Short problem 1 -
Set down, word for word, the passage of the forum thread below that runs from "We all hope" up to and including "nonchalance towards it.".

Supplied text -
Dont rush, and pace yourself.
Give yourself permission to feel everything, and be your own personal caretaker. You have a right to feel all these ways.

Plenty of time for all of these things to iron out.


----------



## SlowlyGettingWiser

nosmallchoice:

If he is the GOOD FRIEND you say he has been for YEARS, then don't you think at some point DOWN THE ROAD...he will UNDERSTAND and forgive the outburst? Especially when you discuss it and explain the strains you were under! It's not like he's skipping through the roses himself! He, of all people, should 

look at the past you two have together
recognize the strain you were under
acknowledge his OWN part in the debacle
be willing to let bygones be bygones
Let it ride for now; there may very well be an opportunity in the future to right this relationship!

We all hope so for the sake of a very old and dear friendship!


----------



## SlowlyGettingWiser

> Shaboomafoo:
> I watched my ex get ready for dates with her OM "just a friend", months before our divorce was scheduled, and I was still living at the marital home, sleeping in the same marital bed...
> 
> I am battling with where that line is. The one between where it is just "my old fashioned romanticized ideas of a relationship" versus what appears to be a relaxed nonchalance towards it.


I am sorry your wife was a back-stabbing, lying, cheater! That does suck! I can only speak for MY values, what works for ME.

Once I agreed to marry my STBXH, I already felt married to him. I felt that I owed him the same honesty, integrity, loyalty, duty that I would owe him as my husband. The INTENT to be married was there; I did not NEED a government/church functionary to officially sanction OUR CHOICE. THAT was a mere FORMALITY. In my mind, we functioned as though already married.

Conversely, once I informed my STBXH that I was leaving him and divorcing him, I already felt divorced from him. I moved expeditiously to get out of the house. Once I left the house, I no longer felt I owed him the honesty, integrity, loyalty, duty I owed a husband; his behavior had rescinded his right to it. 

Again, I did not NEED a government/church functionary to officially sanction MY CHOICE. THAT is a mere FORMALITY. In my mind, I function as though already divorced because there IS NO GOING BACK to what was. We are finished. I am fixing myself and moving forward. He is now just my "ex" although we may not be LEGALLY DIVORCED for quite some time yet.

I can respect that others feel it is adultery right up until everyone signs on the dotted line (including the judge). I don't agree with them. How expeditiously the government does/doesn't move in these matters, how expeditiously we can/can't come to financial agreements, etc. do not impact the fact that we are SEPARATE and will NEVER be one entity again.

There is no doubt in ANYONE'S mind here at TAM that your wife was a CHEATER. Plain and simple, no fudging the facts; she had an affair that she kept HIDDEN from you for her own purposes.

Short problem 2 -
List each line of the records that contains the string "white", treating uppercase and lowercase as different.

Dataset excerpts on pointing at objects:
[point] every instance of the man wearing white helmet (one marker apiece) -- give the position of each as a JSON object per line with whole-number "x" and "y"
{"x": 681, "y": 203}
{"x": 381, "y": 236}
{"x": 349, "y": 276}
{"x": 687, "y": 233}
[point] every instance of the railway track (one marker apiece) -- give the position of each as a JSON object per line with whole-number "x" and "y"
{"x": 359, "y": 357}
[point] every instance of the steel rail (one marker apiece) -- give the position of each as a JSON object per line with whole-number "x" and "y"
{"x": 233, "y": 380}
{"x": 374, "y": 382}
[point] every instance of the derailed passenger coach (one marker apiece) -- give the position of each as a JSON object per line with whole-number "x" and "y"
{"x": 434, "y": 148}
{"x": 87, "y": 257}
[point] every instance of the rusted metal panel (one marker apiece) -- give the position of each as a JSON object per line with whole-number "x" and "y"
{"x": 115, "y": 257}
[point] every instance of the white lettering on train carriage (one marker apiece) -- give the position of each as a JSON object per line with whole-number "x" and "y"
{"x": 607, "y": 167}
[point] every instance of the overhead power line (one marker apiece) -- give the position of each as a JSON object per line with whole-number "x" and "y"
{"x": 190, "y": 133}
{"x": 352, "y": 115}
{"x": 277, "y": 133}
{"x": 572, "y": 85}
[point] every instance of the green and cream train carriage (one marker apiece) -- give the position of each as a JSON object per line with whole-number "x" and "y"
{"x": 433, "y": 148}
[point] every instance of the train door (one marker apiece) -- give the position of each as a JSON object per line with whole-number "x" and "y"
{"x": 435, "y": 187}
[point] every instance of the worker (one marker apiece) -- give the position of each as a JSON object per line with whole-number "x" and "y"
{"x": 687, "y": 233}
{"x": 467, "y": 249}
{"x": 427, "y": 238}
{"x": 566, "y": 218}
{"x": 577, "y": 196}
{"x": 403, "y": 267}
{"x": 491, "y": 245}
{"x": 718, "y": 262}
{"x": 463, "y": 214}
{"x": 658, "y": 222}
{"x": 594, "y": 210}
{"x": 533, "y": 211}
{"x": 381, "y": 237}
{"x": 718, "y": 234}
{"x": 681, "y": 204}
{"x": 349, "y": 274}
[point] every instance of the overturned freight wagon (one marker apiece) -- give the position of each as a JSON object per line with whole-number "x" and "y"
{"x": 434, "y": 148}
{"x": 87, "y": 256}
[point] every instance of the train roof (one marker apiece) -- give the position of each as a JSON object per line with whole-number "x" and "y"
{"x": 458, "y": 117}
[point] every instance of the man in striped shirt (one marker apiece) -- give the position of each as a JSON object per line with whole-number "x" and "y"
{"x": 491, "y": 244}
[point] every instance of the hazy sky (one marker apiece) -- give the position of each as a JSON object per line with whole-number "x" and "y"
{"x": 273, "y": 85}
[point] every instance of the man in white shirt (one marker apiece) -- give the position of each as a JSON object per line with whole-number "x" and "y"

Complete answer 1 -
We all hope so for the sake of a very old and dear friendship!


----------



## SlowlyGettingWiser

> Shaboomafoo:
> I watched my ex get ready for dates with her OM "just a friend", months before our divorce was scheduled, and I was still living at the marital home, sleeping in the same marital bed...
> 
> I am battling with where that line is. The one between where it is just "my old fashioned romanticized ideas of a relationship" versus what appears to be a relaxed nonchalance towards it.

Complete answer 2 -
[point] every instance of the man wearing white helmet (one marker apiece) -- give the position of each as a JSON object per line with whole-number "x" and "y"
[point] every instance of the white lettering on train carriage (one marker apiece) -- give the position of each as a JSON object per line with whole-number "x" and "y"
[point] every instance of the man in white shirt (one marker apiece) -- give the position of each as a JSON object per line with whole-number "x" and "y"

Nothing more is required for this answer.